Requirement:
For each statement below, say yes or no to whether it agrees with the text on pregnancy discrimination, and quote the deciding words of that text: (a) the New York State Human Rights Law lets an employer require any pregnant employee to take a leave of absence; (b) many pregnancy cases are resolved through informal negotiation; (c) pregnancy discrimination is a form of gender discrimination.

Women should be welcomed back to work following childbirth and attendant leave, and should have the same opportunities that they had before motherhood, the same professional opportunities as working fathers and the same opportunities as people of all genders who do not have children. In the workplace, pregnancy discrimination involves treating a woman (whether a job applicant or an employee) unfavorably because she is pregnant or is perceived to be pregnant, because she has given birth, or because she has a medical condition related to pregnancy or childbirth. Pregnancy discrimination is unlawful but, unfortunately, some employers have not gotten the message. The laws against pregnancy discrimination also prohibit an employer from treating a female employee differently because of unwarranted stereotypes about working mothers. In such cases, discrimination can often be proven through a pattern of discriminatory reassignments or “steering” after a woman becomes pregnant or returns from maternity leave, as well as through evidence such as comments that reflect, for example, skepticism regarding commitment to the job.
Wigdor LLP is frequently called upon to represent women who have been treated differently after their employer learned of or they announced their pregnancies, once their pregnancies were noticeably visible, and/or after returning to work from maternity leave. While many pregnancy cases are resolved through informal negotiation, we also have litigated such cases extensively, and some of our cases have appeared on national television, including the Today Show, Nightline and CNN. (Please see Press & News Section)
Pregnancy discrimination is a form of gender discrimination. The federal Pregnancy Discrimination Act (PDA), as well as similar state and local laws, forbids discrimination based on pregnancy in any aspect of employment, including promotions, job assignments, pay, bonuses, hiring, layoff, termination, training, benefits (including leave and health insurance), and any other employment condition or term. In other words, it is against federal law to treat an employee differently because she is pregnant, has recently given birth, or is suffering from a medical condition as a result of being pregnant or having given birth. Similarly, the New York State Human Rights Law prohibits an employer from compelling an employee to take a leave of absence while pregnant, unless the employee is unable to perform her normal occupational duties in a reasonable manner. Complications from a pregnancy can also allow a woman to collect additional disability benefits under the New York Workers Compensation Law.

Information supplied:
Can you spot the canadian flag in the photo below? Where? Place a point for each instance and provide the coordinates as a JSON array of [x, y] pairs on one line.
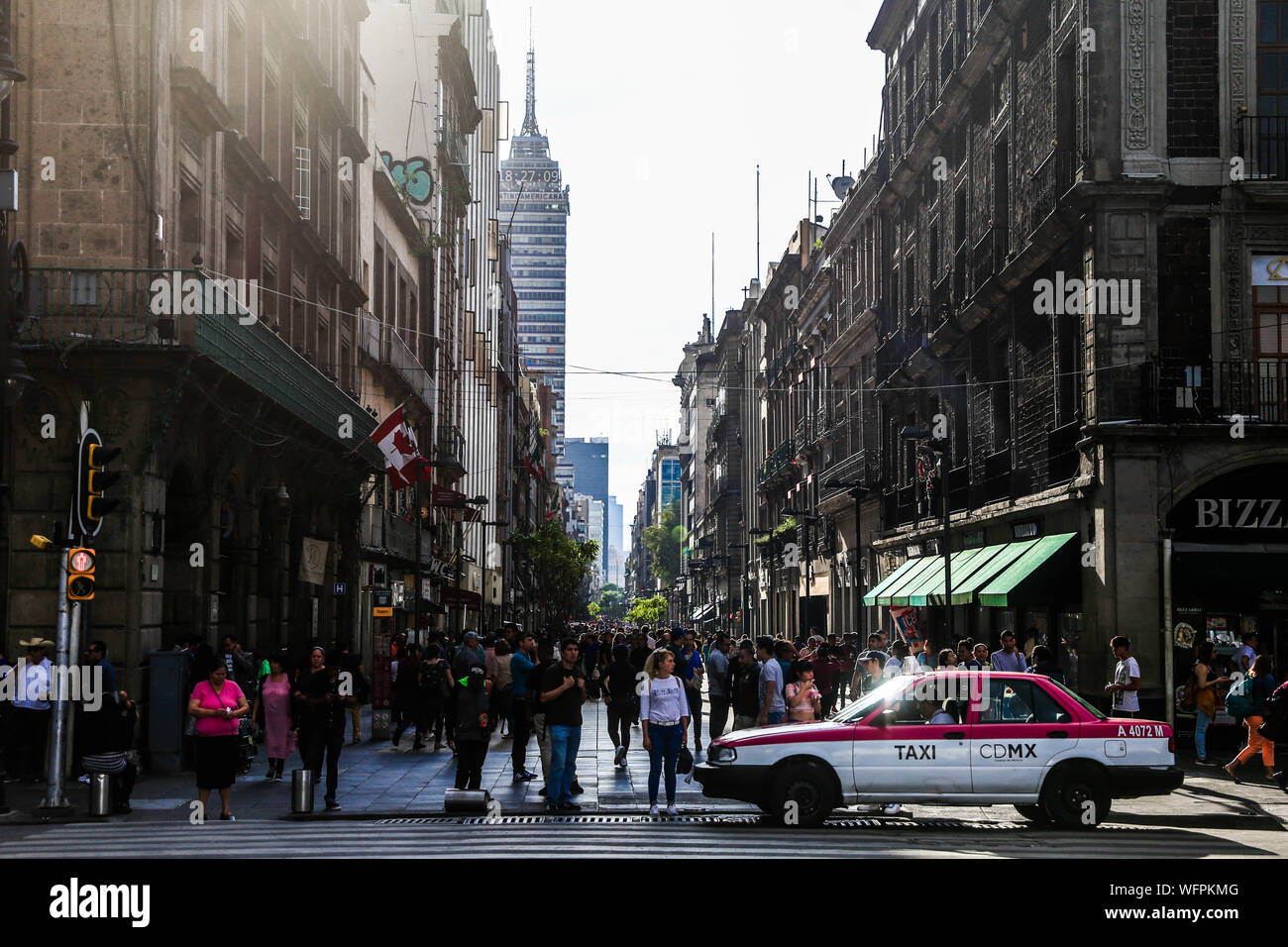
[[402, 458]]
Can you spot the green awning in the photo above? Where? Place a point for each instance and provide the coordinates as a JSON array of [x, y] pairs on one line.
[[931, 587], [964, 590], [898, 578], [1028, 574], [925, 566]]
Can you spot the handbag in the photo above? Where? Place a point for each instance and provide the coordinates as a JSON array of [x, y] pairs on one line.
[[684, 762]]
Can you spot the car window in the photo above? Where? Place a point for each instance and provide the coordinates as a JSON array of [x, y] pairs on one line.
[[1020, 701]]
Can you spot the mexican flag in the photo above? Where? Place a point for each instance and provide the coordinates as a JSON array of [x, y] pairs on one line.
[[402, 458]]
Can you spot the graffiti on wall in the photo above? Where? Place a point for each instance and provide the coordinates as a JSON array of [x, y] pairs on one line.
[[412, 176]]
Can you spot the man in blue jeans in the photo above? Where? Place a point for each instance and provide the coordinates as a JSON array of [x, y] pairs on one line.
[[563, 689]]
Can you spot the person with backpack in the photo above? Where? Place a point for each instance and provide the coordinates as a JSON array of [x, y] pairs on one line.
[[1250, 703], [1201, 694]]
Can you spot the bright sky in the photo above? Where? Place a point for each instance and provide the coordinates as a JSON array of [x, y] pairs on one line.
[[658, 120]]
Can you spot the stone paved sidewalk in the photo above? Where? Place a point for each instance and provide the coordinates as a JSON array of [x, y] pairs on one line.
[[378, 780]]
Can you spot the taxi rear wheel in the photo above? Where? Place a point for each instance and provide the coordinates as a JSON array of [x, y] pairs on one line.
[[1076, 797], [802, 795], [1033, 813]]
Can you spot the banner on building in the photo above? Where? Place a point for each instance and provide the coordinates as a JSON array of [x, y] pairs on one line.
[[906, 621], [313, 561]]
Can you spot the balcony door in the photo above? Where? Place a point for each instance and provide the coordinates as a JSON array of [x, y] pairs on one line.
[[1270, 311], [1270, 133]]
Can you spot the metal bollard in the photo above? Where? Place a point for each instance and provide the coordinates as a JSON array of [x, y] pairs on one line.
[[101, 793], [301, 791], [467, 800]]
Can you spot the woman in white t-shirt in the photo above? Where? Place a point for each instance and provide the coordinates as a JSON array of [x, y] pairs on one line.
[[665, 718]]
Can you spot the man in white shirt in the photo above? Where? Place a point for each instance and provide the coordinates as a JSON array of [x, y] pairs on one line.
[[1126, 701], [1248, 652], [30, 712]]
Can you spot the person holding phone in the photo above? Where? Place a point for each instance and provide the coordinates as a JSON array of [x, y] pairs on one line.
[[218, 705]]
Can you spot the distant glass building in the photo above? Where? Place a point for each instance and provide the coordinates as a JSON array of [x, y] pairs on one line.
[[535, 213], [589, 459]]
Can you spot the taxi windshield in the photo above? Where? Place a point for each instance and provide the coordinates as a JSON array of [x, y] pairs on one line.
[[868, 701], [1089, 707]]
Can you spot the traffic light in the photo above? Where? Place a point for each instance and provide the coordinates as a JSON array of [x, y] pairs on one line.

---

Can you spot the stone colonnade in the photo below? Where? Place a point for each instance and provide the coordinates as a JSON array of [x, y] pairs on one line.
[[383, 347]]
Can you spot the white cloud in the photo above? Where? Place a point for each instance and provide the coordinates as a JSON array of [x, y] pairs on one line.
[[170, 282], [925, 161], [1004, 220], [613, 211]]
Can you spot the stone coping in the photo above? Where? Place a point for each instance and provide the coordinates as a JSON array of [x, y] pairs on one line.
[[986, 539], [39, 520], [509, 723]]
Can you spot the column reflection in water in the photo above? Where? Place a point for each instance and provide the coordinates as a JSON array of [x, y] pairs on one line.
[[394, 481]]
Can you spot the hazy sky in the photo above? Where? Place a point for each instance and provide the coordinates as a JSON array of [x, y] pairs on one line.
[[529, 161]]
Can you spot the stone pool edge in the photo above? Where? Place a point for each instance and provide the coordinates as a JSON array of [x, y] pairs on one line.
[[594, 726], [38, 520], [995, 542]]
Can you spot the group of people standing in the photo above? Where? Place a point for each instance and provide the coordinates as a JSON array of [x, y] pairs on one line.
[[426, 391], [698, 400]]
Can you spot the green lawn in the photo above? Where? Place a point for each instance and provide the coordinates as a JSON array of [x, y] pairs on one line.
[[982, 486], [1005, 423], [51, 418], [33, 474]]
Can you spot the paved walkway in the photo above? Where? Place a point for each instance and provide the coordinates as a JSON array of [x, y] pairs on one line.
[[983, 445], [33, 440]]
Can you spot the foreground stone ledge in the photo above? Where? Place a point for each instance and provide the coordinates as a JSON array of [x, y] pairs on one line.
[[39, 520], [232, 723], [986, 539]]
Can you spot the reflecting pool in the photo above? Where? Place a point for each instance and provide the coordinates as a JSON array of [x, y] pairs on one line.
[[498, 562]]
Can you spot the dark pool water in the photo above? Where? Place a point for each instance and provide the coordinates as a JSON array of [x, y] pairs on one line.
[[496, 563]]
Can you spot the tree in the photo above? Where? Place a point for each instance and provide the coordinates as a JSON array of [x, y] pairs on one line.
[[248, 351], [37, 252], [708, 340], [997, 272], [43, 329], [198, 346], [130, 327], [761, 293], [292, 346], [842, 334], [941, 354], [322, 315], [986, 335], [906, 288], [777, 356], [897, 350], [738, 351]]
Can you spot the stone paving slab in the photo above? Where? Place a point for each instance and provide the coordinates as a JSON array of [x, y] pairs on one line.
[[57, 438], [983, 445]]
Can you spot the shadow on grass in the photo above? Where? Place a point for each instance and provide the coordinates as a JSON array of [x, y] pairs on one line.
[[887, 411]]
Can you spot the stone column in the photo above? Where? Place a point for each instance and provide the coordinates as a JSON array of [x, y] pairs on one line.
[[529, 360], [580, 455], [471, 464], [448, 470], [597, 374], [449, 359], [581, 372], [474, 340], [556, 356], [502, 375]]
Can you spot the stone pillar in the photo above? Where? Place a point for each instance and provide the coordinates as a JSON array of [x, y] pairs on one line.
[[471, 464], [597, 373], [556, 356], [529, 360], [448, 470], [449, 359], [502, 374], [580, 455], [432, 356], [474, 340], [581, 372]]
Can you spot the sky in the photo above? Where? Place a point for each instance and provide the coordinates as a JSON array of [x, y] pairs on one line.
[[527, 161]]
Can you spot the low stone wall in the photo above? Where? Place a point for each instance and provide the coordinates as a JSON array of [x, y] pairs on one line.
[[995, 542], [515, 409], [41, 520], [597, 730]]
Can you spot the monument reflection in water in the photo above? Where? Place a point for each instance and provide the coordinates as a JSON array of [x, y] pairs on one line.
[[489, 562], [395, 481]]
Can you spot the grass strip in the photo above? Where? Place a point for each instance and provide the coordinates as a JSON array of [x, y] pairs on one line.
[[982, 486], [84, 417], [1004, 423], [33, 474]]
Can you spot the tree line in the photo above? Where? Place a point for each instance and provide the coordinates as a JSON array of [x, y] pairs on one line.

Task result:
(a) No: "the New York State Human Rights Law prohibits an employer from compelling an employee to take a leave of absence while pregnant, unless the employee is unable to perform her normal occupational duties in a reasonable manner."
(b) Yes: "many pregnancy cases are resolved through informal negotiation"
(c) Yes: "Pregnancy discrimination is a form of gender discrimination."